*GIVEN INSTRUCTION:* Please return every line in the entries below that contains the word "white", copying each line in full.

*ENTRIES SHOWN:*
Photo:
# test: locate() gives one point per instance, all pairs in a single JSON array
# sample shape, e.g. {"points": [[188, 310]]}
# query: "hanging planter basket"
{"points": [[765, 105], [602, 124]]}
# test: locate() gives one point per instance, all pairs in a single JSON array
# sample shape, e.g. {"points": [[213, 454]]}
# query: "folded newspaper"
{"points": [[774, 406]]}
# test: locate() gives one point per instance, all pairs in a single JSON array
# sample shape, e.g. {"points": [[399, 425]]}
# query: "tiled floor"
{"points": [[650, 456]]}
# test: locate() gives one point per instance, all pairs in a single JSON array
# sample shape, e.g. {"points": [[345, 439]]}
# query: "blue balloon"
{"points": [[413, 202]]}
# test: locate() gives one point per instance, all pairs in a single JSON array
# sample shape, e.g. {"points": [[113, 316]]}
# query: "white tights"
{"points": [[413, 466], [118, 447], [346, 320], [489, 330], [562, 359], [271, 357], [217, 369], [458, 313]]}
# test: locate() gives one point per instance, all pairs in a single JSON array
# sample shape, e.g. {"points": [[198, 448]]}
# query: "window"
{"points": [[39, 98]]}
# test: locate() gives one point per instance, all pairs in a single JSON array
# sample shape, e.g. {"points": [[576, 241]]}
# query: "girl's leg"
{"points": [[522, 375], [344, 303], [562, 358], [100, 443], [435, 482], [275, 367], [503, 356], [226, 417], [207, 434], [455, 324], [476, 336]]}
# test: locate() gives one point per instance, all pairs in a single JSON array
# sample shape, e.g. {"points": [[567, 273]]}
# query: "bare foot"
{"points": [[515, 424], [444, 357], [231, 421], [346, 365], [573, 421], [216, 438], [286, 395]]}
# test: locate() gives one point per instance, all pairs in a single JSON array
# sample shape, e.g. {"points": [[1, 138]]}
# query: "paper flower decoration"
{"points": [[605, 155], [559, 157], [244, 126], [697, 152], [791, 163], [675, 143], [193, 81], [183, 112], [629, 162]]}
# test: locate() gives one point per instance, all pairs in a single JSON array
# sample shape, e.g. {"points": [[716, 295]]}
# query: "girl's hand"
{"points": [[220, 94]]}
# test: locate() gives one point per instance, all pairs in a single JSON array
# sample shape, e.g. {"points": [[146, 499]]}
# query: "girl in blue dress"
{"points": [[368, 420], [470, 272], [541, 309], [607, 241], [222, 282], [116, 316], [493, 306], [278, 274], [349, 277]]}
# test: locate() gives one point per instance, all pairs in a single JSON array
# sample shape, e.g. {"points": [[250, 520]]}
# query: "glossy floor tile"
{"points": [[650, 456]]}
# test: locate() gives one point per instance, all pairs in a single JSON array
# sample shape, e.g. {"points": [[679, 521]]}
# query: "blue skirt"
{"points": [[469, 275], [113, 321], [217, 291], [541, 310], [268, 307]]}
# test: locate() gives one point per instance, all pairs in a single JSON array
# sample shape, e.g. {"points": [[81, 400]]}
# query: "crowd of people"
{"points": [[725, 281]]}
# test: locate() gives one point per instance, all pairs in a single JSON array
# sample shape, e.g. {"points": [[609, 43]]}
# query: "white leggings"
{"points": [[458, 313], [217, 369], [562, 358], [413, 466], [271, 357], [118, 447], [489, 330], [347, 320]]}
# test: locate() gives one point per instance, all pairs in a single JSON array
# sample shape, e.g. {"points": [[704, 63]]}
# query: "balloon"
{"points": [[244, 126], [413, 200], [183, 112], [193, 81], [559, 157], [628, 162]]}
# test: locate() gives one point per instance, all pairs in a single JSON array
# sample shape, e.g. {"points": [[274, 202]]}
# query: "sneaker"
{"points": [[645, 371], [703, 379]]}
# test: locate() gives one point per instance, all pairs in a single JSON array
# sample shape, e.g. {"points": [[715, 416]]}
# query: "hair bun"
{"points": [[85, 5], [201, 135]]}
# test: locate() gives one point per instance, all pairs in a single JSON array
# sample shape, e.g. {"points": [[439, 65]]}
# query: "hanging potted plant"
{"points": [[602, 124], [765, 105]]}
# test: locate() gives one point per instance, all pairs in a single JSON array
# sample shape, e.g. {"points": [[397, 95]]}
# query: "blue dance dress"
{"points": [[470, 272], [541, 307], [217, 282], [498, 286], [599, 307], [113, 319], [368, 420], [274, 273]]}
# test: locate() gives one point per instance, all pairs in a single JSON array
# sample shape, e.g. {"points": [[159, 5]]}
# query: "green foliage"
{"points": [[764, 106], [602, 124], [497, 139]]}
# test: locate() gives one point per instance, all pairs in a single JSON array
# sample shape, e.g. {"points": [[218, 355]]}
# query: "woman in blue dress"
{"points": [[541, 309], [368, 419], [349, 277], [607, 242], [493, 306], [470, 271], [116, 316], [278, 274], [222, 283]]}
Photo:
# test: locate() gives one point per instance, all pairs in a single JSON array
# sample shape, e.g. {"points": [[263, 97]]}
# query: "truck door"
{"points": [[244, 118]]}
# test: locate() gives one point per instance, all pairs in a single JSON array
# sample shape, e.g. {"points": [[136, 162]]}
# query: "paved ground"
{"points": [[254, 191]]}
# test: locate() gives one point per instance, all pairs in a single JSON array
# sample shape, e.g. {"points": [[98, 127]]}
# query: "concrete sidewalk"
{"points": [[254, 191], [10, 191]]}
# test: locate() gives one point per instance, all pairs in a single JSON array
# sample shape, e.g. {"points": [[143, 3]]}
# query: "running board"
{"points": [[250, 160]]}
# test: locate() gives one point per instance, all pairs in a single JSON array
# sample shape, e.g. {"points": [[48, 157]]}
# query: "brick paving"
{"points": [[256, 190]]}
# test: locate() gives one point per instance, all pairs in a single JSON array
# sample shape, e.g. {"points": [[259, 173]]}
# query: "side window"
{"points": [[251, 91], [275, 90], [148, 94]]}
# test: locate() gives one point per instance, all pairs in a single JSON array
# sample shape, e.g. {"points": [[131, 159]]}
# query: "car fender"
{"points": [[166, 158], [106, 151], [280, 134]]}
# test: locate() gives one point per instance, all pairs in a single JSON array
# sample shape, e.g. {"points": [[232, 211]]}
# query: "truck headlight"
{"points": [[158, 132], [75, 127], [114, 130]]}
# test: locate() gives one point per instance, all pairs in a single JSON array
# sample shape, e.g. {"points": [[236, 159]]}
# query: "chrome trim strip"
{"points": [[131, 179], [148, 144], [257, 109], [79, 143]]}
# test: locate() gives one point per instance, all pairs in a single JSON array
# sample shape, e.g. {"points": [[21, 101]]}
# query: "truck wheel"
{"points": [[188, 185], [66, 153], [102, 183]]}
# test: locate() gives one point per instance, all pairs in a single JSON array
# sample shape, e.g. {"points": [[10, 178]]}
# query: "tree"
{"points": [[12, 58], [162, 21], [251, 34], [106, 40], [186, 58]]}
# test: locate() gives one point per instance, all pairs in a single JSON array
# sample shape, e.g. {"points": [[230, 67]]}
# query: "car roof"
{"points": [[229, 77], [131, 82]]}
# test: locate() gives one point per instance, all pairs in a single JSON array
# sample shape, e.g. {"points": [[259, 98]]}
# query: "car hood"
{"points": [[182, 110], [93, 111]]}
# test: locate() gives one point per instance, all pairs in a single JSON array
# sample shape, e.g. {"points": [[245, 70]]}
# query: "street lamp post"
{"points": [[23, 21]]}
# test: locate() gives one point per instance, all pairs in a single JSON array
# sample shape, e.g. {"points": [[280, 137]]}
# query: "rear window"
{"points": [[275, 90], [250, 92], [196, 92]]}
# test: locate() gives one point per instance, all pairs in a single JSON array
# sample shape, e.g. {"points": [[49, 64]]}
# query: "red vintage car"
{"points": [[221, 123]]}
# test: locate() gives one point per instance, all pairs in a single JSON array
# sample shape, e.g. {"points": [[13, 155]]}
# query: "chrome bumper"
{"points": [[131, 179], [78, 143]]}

*CORRECT RESPONSE:*
# query: "white tights"
# query: "white leggings"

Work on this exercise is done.